> **Work request**: Search the entries for lines that contain the word "tree", and report each one found.

Given data: Begin

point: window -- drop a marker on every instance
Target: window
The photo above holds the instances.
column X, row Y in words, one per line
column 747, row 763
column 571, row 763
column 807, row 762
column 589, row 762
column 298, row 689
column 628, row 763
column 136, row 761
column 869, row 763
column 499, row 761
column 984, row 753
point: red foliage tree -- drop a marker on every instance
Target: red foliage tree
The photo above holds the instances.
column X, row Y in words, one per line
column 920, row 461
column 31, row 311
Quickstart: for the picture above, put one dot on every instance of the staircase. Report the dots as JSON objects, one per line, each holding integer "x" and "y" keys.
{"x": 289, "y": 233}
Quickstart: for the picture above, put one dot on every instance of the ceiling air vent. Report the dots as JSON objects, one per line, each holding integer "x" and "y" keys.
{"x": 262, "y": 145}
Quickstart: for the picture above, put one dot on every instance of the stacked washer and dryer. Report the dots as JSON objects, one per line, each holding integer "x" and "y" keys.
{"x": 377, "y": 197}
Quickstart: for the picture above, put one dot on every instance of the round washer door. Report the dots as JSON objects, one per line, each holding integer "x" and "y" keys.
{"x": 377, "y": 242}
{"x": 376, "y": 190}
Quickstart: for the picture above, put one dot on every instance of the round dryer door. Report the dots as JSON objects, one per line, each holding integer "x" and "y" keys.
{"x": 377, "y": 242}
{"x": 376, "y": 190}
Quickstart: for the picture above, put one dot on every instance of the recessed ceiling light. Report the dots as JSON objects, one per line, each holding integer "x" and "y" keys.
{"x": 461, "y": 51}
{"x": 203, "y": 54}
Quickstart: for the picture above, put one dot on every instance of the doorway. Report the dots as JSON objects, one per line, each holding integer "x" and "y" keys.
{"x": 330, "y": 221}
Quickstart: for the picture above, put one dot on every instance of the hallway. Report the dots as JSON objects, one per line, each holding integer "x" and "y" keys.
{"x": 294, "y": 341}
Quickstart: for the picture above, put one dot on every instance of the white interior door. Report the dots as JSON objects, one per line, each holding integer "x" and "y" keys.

Given data: End

> **Output of the task**:
point: red foliage tree -- drop a marker on every instance
Target: red foliage tree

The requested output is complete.